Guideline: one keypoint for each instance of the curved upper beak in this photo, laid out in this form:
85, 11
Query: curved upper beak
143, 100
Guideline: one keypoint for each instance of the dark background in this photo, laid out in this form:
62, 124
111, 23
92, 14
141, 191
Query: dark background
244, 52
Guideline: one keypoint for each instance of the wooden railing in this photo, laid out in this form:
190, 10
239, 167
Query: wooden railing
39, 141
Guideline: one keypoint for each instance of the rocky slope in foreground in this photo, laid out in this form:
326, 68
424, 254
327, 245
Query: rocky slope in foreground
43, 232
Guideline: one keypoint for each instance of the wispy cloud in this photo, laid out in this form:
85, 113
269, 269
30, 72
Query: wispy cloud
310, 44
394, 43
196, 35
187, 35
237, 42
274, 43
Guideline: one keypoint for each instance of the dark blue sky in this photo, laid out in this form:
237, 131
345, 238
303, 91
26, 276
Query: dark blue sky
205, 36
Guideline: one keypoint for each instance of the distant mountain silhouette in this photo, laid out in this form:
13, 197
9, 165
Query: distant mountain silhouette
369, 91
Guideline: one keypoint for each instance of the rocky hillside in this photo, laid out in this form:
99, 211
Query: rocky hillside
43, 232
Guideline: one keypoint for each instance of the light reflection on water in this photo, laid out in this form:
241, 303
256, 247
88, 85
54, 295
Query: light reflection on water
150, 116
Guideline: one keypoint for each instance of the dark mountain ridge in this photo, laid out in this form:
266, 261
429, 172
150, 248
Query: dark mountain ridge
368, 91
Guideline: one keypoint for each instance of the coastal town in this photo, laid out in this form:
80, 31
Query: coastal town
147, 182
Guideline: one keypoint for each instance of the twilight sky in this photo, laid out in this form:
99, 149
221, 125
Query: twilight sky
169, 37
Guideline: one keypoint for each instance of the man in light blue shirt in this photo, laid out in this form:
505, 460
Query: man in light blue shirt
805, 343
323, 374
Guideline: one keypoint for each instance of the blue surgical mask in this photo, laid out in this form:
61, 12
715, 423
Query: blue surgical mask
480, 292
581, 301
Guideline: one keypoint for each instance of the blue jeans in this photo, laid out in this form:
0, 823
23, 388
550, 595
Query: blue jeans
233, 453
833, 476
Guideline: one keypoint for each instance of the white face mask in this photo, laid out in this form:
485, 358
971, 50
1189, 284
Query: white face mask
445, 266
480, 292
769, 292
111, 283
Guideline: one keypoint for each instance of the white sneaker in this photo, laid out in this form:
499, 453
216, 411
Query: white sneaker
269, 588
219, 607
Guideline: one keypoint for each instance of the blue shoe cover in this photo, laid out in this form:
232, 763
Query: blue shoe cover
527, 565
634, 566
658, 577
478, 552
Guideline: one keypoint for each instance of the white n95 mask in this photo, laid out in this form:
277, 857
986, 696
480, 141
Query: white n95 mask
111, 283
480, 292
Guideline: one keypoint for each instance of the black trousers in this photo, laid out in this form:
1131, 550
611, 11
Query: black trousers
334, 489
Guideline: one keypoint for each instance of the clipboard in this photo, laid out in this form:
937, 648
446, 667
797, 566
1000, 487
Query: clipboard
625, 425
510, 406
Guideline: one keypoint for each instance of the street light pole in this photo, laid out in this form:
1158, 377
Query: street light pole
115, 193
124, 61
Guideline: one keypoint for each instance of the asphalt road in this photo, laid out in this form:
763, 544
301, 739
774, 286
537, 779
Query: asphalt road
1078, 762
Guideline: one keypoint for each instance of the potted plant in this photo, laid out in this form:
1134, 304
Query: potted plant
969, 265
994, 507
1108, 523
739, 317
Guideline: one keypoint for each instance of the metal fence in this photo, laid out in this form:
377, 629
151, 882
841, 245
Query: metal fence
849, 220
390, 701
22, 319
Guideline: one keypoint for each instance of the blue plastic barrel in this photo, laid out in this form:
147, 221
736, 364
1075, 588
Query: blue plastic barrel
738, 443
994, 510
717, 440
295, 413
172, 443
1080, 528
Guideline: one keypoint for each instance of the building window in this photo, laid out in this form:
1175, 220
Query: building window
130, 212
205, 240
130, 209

WHAT IS BEING ASKED:
Repeat each entry above exactly as shown.

SOLVED PROBLEM:
Guideline: one keypoint for each instance of the curved upper beak in this photo, laid out in this form:
85, 11
Query: curved upper beak
143, 100
Guideline: one keypoint for each instance of the dark background in this photo, laid out in this form:
62, 124
111, 23
92, 14
141, 191
Query: dark background
244, 52
Guideline: one keypoint for each instance of the wooden railing in this photo, laid out in this form:
190, 10
239, 167
Query: wooden railing
39, 141
Guideline: one keypoint for each instance of the rocky slope in foreground in this photo, laid out in this form:
326, 68
424, 254
327, 245
Query: rocky slope in foreground
43, 232
Guideline: one keypoint for each instance of the wispy cloud in this photo, laid out in this form:
85, 113
269, 269
30, 72
Query: wispy cloud
310, 44
394, 43
196, 35
187, 35
237, 42
274, 43
Guideline: one keypoint for each instance of the dark blue sky in this photo, laid out in this form:
237, 131
345, 238
303, 91
26, 276
Query: dark blue sky
205, 36
Guideline: one keypoint for each instance of the distant mountain silhouette in this photo, laid out in this form:
13, 197
9, 165
Query: distant mountain silhouette
369, 91
Guideline: one keypoint for each instance of the rocky hillside in this photo, laid out in this form:
99, 211
Query: rocky hillside
43, 232
Guideline: one keypoint for each instance of the light reflection on water in this photo, laid out in this form:
241, 303
256, 247
88, 85
54, 295
Query: light reflection on water
150, 116
Guideline: one keypoint for each instance of the dark mountain ridge in this photo, laid out in this form:
266, 261
429, 172
150, 248
Query: dark mountain ridge
368, 91
Guideline: one keypoint for each instance of the coastal town in this photo, laid out in this form:
80, 31
Query: coastal town
147, 182
Guideline: one keypoint for each instance of the twilight sky in this photo, laid out in this form:
99, 149
221, 125
Query: twilight sky
169, 37
Guideline: one keypoint for each instance of the man in light blue shirt in this photo, laid out in this form:
505, 460
Query: man in light blue shirt
805, 343
323, 374
Guideline: one keypoint for each instance of the blue surgical mask in this photo, laid out in this form:
61, 12
715, 423
Query: blue surgical mask
480, 292
581, 301
Guideline: one keypoint for each instance of the blue jeans in this photo, laid out in this form:
0, 823
23, 388
550, 595
Query: blue jeans
233, 453
833, 476
Guideline: one keypoint for each instance of the white face mask in this photo, laid out in this form:
485, 358
971, 50
1189, 284
Query: white face mask
445, 266
480, 292
769, 292
111, 283
Guideline: one keypoint for each instance of the white sneaker in this photo, laid out in this form:
499, 453
216, 411
Query: white sneaker
269, 588
219, 607
Guideline: one keypoint for each instance of the blue shoe cover in this photo, laid out in this form:
232, 763
Query: blue shoe cover
527, 565
634, 566
658, 577
478, 552
Guideline: one keypoint for each instance of the white n95 mask in this photo, laid out in this form:
277, 857
986, 696
480, 141
Query: white n95 mask
111, 283
480, 292
Guideline: one keypoint for each instance of the black trousers in this photo, laid out in this form:
1131, 550
611, 11
Query: black trousers
334, 489
Guideline: one keypoint for each instance of the clipboard in this photo, laid out in this form:
937, 648
446, 667
797, 566
1000, 487
Query: clipboard
625, 425
510, 406
Guideline: one keypoint for each instance of the street light pole in this photo, laid out in this form:
1158, 377
Query: street light pole
115, 193
124, 61
Guideline: one keypoint for each instance of the asphalt road in this photo, laid out in this form:
763, 544
301, 739
774, 286
537, 779
Query: asphalt road
1078, 762
Guideline: one keypoint for each instance of the potted plant in this photo, laid out in this form:
1134, 304
Query: potted plant
969, 265
994, 507
1108, 523
739, 317
Guideline: one keypoint for each instance of the metal fence in this photo, laid out in this form:
377, 629
151, 882
841, 245
Query: metal fence
849, 220
390, 701
22, 319
Guideline: one keypoint for each instance of the blue plastic barrel in this photo, laid out in this form:
147, 221
736, 364
1075, 588
Query: blue plastic barrel
738, 443
994, 510
717, 440
295, 413
172, 443
1080, 528
Guideline: one keypoint for each instance of the building window in this photo, laid out in this form:
1175, 220
Query: building window
130, 212
205, 240
130, 209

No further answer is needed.